• **DATA FOR THE TASK**:

:::

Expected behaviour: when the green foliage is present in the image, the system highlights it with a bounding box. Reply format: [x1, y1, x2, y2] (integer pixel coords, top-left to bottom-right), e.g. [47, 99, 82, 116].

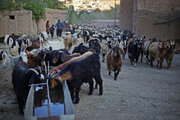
[23, 1, 46, 20]
[43, 0, 67, 10]
[68, 5, 120, 24]
[0, 0, 21, 11]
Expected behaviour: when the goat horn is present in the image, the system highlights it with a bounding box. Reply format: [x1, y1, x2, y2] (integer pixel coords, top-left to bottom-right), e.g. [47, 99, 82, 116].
[28, 68, 39, 75]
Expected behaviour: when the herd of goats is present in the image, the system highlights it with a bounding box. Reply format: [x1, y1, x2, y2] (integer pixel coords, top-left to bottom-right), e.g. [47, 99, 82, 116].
[0, 25, 175, 114]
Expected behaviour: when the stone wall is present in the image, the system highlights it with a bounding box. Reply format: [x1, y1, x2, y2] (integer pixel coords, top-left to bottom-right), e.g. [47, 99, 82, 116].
[0, 8, 68, 37]
[138, 0, 180, 12]
[0, 10, 33, 36]
[37, 8, 68, 31]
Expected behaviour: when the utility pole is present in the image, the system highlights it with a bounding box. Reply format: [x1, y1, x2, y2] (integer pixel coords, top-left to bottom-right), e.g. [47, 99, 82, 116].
[132, 0, 138, 34]
[114, 0, 116, 26]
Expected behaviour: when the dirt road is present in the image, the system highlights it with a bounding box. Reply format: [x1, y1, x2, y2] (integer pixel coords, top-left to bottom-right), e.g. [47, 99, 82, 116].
[0, 20, 180, 120]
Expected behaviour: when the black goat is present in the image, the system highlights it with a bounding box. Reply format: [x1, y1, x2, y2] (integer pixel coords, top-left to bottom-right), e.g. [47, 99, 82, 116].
[52, 53, 103, 104]
[12, 62, 44, 114]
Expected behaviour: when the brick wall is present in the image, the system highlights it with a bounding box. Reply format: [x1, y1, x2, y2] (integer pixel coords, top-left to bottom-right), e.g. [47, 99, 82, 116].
[119, 0, 133, 30]
[0, 9, 68, 37]
[120, 0, 180, 40]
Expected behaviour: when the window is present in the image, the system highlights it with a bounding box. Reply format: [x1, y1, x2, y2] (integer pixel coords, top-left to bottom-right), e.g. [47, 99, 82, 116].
[9, 15, 15, 20]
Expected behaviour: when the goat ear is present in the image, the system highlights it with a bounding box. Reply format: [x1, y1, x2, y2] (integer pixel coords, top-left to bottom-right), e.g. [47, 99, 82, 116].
[27, 39, 32, 47]
[158, 42, 163, 48]
[60, 52, 67, 62]
[9, 37, 14, 47]
[119, 48, 125, 55]
[2, 51, 7, 60]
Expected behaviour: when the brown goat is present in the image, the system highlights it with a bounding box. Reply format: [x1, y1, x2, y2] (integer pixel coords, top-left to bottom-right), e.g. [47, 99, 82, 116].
[50, 51, 94, 74]
[63, 32, 72, 50]
[149, 41, 169, 69]
[165, 41, 175, 69]
[106, 45, 124, 80]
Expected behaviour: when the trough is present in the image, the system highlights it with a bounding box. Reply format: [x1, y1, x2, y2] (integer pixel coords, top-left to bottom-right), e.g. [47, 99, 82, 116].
[24, 81, 74, 120]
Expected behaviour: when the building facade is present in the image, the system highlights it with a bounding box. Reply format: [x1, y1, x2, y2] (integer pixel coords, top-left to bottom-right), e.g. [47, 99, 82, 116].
[119, 0, 180, 40]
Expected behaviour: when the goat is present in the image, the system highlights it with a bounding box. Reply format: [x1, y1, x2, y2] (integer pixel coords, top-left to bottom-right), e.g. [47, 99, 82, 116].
[12, 62, 44, 114]
[106, 45, 124, 80]
[49, 53, 103, 104]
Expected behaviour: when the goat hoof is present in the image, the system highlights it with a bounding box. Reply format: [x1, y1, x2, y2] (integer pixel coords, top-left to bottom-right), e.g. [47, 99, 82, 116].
[74, 101, 79, 104]
[88, 93, 92, 95]
[19, 110, 24, 115]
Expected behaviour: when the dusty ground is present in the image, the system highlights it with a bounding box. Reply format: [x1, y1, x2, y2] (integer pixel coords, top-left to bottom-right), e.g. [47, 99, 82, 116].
[0, 21, 180, 120]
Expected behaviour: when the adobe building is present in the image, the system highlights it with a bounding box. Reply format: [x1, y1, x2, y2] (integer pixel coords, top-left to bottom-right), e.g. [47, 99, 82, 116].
[0, 8, 68, 37]
[119, 0, 180, 40]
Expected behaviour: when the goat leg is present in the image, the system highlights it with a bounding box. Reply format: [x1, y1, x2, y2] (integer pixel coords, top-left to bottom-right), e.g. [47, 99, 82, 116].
[88, 80, 94, 95]
[74, 86, 80, 104]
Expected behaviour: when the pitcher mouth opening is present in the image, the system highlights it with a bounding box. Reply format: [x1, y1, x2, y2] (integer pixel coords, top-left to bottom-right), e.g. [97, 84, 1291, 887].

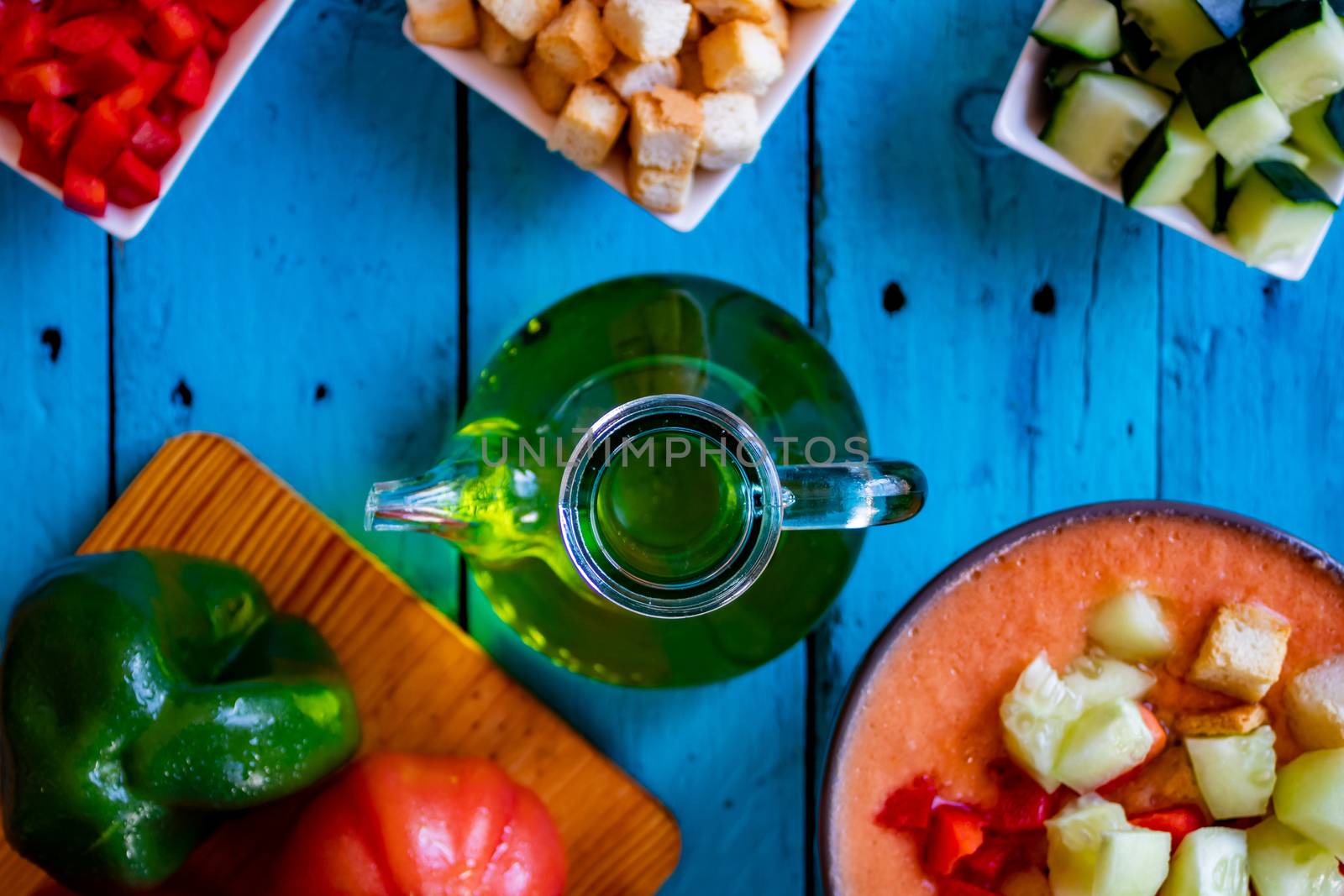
[559, 395, 782, 619]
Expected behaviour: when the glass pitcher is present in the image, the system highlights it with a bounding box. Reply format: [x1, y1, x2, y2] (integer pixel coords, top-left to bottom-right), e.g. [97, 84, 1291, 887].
[365, 277, 925, 686]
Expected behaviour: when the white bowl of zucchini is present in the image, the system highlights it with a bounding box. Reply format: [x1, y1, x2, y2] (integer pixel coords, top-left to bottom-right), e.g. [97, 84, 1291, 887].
[995, 0, 1344, 280]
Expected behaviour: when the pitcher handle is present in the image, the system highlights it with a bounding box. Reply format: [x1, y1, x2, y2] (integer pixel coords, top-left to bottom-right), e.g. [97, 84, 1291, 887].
[780, 461, 929, 529]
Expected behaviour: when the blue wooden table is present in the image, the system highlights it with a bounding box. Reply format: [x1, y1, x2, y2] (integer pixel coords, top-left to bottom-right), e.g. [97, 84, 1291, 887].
[0, 0, 1344, 896]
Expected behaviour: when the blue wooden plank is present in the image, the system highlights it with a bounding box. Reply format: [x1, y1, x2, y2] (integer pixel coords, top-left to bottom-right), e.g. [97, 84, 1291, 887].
[815, 3, 1158, 881]
[114, 0, 459, 607]
[0, 170, 109, 631]
[1161, 233, 1344, 556]
[468, 86, 808, 896]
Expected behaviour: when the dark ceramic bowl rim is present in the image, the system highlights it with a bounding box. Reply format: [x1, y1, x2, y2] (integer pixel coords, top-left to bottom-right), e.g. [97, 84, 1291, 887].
[817, 500, 1344, 896]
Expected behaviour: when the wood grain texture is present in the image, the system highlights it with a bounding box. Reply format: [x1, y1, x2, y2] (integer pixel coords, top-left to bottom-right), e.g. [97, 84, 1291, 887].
[0, 432, 679, 896]
[466, 94, 811, 896]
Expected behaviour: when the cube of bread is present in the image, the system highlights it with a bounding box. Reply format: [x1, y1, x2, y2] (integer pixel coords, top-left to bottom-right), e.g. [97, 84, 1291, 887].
[701, 92, 761, 170]
[602, 56, 681, 102]
[602, 0, 690, 62]
[1286, 654, 1344, 750]
[690, 0, 770, 25]
[546, 81, 629, 170]
[522, 52, 574, 116]
[1187, 603, 1293, 703]
[480, 9, 533, 65]
[701, 20, 784, 97]
[481, 0, 560, 40]
[630, 85, 704, 170]
[625, 155, 695, 215]
[536, 0, 616, 83]
[406, 0, 481, 49]
[761, 0, 793, 56]
[1176, 703, 1268, 737]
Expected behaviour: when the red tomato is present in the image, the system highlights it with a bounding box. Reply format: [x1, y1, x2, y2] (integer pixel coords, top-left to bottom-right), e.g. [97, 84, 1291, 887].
[273, 753, 564, 896]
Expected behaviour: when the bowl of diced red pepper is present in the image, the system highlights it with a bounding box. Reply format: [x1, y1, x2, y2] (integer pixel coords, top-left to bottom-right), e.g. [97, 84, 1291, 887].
[0, 0, 293, 239]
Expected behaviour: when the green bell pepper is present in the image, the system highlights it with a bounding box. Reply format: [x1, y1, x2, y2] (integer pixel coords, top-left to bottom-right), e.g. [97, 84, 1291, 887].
[0, 551, 360, 892]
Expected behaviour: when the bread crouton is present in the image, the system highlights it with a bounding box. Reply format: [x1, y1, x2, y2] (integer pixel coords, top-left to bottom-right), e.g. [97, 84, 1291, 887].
[546, 81, 629, 170]
[1187, 603, 1293, 703]
[627, 153, 695, 213]
[630, 85, 704, 170]
[1176, 703, 1268, 737]
[536, 0, 616, 83]
[602, 56, 681, 102]
[701, 92, 761, 170]
[480, 9, 533, 65]
[602, 0, 690, 62]
[522, 52, 574, 116]
[481, 0, 560, 40]
[406, 0, 481, 49]
[1286, 654, 1344, 750]
[701, 20, 784, 97]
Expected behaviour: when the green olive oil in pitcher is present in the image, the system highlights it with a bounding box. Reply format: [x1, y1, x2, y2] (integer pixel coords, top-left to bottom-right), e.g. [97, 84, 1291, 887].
[367, 277, 925, 686]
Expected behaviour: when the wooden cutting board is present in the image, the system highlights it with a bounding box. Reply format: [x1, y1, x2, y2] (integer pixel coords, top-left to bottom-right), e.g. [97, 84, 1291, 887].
[0, 432, 681, 896]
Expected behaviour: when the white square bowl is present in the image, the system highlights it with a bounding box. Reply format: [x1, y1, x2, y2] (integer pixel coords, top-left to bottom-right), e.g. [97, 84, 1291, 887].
[993, 0, 1344, 280]
[402, 0, 855, 233]
[0, 0, 294, 240]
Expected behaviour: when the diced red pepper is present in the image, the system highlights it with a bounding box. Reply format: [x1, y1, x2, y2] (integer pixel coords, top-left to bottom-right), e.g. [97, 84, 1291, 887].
[27, 97, 79, 157]
[1129, 806, 1205, 851]
[76, 35, 139, 96]
[145, 0, 206, 62]
[108, 149, 160, 208]
[0, 59, 79, 102]
[874, 775, 938, 831]
[925, 804, 985, 876]
[70, 99, 130, 175]
[62, 165, 108, 217]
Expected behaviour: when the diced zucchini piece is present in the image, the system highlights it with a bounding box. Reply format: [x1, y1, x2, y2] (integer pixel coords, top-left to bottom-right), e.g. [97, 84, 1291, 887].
[1063, 650, 1158, 710]
[1093, 831, 1172, 896]
[999, 652, 1084, 793]
[1227, 161, 1335, 265]
[1223, 144, 1312, 190]
[1163, 827, 1250, 896]
[1055, 700, 1153, 794]
[1176, 40, 1293, 166]
[1246, 817, 1344, 896]
[1184, 156, 1236, 233]
[1087, 588, 1177, 663]
[1274, 748, 1344, 860]
[1185, 726, 1278, 820]
[1292, 92, 1344, 165]
[1242, 0, 1344, 114]
[1046, 794, 1133, 896]
[1121, 0, 1242, 60]
[1031, 0, 1120, 60]
[1042, 71, 1172, 180]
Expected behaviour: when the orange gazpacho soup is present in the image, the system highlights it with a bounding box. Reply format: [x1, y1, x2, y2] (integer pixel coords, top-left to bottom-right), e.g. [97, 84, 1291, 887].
[825, 513, 1344, 896]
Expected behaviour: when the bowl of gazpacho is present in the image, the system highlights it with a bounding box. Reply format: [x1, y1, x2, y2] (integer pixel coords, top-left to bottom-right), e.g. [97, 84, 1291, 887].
[818, 501, 1344, 896]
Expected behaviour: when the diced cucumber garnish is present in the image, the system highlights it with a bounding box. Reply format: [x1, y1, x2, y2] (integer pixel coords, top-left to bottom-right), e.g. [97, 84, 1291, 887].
[1055, 700, 1153, 794]
[1246, 817, 1344, 896]
[1292, 92, 1344, 165]
[999, 652, 1084, 793]
[1063, 650, 1158, 710]
[1042, 71, 1172, 180]
[1163, 827, 1250, 896]
[1242, 0, 1344, 114]
[1176, 40, 1293, 166]
[1185, 726, 1278, 820]
[1121, 0, 1242, 59]
[1227, 161, 1335, 265]
[1087, 590, 1172, 663]
[1046, 794, 1133, 896]
[1093, 831, 1172, 896]
[1274, 748, 1344, 860]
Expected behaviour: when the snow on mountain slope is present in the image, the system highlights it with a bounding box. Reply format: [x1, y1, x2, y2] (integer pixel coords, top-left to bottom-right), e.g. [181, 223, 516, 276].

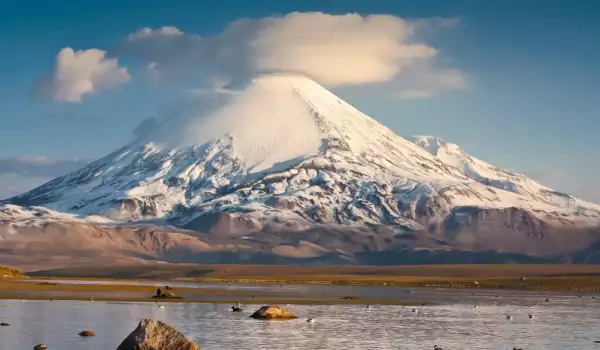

:::

Output the records from the line containing "Expected behaviour: when the goat leg" through the line containing "[365, 277, 925, 686]" as a JSON list of strings, one per line, skipping blank lines. Leave the pictures out.

[
  "Expected behaviour: when the goat leg is present in the image, the system highlights it with a bounding box. Reply format: [x1, y1, x2, y2] (integer pixel coords, top-left to bottom-right), e.g. [47, 99, 82, 116].",
  "[88, 80, 94, 95]",
  "[74, 86, 80, 104]",
  "Expected behaviour: when the pitcher mouth opening is present in the image, the system highlights it with a bounding box. Reply format: [x1, y1, x2, y2] (integer pixel coords, top-left to bottom-right), e.g. [97, 84, 1291, 887].",
  "[559, 395, 782, 619]",
  "Expected behaviour: when the glass pitcher is present in the image, the system highlights it with a bounding box. Reply format: [x1, y1, x2, y2] (integer pixel coords, top-left to bottom-right), e.g. [97, 84, 1291, 887].",
  "[365, 277, 925, 686]"
]